_PARTS OF THE EXERCISE_
1: For the SPL gene excerpt, decide whether each statement agrees with it: (a) the GTAC motif occurs in the promoters of all 112 correlated genes; (b) promoter regions were analyzed 1 kb upstream of the predicted transcription start site; (c) the cis-element of the SBP-box transcription factor is described as well established. Answer yes or no for each, quoting the deciding words.
2: Reproduce the part of the SPL gene excerpt that begins at the words "Cluster analysis of" and stops after "function in Arabidopsis.".

3.2. Interactome analysis
To evaluate functional associations between co-expressed proteins, we mapped the genes whose expression was correlated with SPL genes using the Arabidopsis thaliana interactome network (Figure 2A). Since pairs of interacting proteins are more likely to contain similar GO annotations than pairs of unrelated proteins, annotations of neighbor proteins in the network can be used to make predictions of functions. In particular, the GO annotations allow functional assignment of uncharacterized gene products, such when At3g62270 was identified in a large-scale interactome mapping study of anion transport (Figure 2B).
Cluster analysis of this network suggested the molecular mechanisms underlying the function of SPL genes. Analysis of the connected sub-graphs and their GO terms identified functional modules enriched for carbohydrate transport, electron transport, anion transport, flavonoid biosynthetic processes, diaminopimelate metabolic processes, response to hypoxia and stress, and root development (Figure 2B). Many genes and proteins co-expressed with SPL genes are located in these modules, which supports their role in a diversity of physiology processes. These observations support the theory that the network modeled here constitutes a framework that can guide in-depth experimental study of genes and proteins related to SPL gene function in Arabidopsis.
3.3. Promoter analysis
The shared expression profiles of the 112 correlated genes in response to development and stress suggests that these genes are under the same regulatory control and are thus likely to share cis-elements in their promoter regions. Since these genes are co-expressed with SPL genes, we hypothesized that they might be directly regulated by SPL genes. The cis-element of the SBP-box transcription factor is unclear. To reveal which DNA motif can bind to SPL genes, we analyzed the promoter regions of these genes 1 kb upstream of the predicted transcription start site. We also analyzed aspects of shared transcriptional activation sites on these genes for the presence of known plant cis-elements.
Based on previous research [3, 20–22], we hypothesized that the GTAC motif was the cis-element common to the SBP-box genes. Indeed, our analysis showed the GTAC motif to be a statistically over-represented element (Figure 3). Two distributions were created from 1,000 bootstrapped sets, each containing the same number of genes. The first was obtained by sampling for the frequency of occurrence of an element from the correlated genes cluster promoter set bootstrapped 1,000 times; the second was obtained from the same bootstrapping process carried out on 1,000 whole genome promoter data sets containing the same number of sequences as the cluster set. The distribution of occurrence of a given element in both data sets was then obtained and plotted [23] and significant differences were highlighted (Supplementary Figure 1). For comparison, significant tetramers whose expression is unrelated to that of SPL genes are also shown.
The analysis (Supplementary Table 2) indicates that the invariant core GTAC motif is present in 100/112 of our correlated genes a total of 271.9 times, which is higher than the average of 209.3 times across 1,000 randomly-generated promoter sets (Figure 3). The promoter analysis indicates that multiple copies of the SBP-box elements are present in a high percentage of SPL-correlated genes. The core GTAC motifs are significantly enriched compared to expected frequencies, suggesting that they are important regulatory elements in these co-expressed genes.

_MATERIAL SHOWN_
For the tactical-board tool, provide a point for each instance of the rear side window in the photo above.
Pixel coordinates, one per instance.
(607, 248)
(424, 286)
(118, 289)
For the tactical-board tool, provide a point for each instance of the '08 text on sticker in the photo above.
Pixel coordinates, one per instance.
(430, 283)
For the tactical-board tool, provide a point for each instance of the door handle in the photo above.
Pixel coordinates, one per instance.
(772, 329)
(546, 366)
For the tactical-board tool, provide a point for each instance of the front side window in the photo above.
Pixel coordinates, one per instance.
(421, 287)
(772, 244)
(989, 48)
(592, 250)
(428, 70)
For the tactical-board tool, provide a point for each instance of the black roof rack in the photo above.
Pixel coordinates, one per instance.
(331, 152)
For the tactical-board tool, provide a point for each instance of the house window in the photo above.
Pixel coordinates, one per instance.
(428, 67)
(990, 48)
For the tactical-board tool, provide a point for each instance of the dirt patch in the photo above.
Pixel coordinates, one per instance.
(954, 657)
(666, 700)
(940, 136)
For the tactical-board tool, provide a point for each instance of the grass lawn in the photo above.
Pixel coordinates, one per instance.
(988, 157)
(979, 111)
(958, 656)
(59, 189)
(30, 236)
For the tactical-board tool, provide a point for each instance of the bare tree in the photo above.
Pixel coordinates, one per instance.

_EXERCISE ANSWERS_
1:
(a) No: "present in 100/112 of our correlated genes"
(b) Yes: "we analyzed the promoter regions of these genes 1 kb upstream of the predicted transcription start site"
(c) No: "The cis-element of the SBP-box transcription factor is unclear."

2:
Cluster analysis of this network suggested the molecular mechanisms underlying the function of SPL genes. Analysis of the connected sub-graphs and their GO terms identified functional modules enriched for carbohydrate transport, electron transport, anion transport, flavonoid biosynthetic processes, diaminopimelate metabolic processes, response to hypoxia and stress, and root development (Figure 2B). Many genes and proteins co-expressed with SPL genes are located in these modules, which supports their role in a diversity of physiology processes. These observations support the theory that the network modeled here constitutes a framework that can guide in-depth experimental study of genes and proteins related to SPL gene function in Arabidopsis.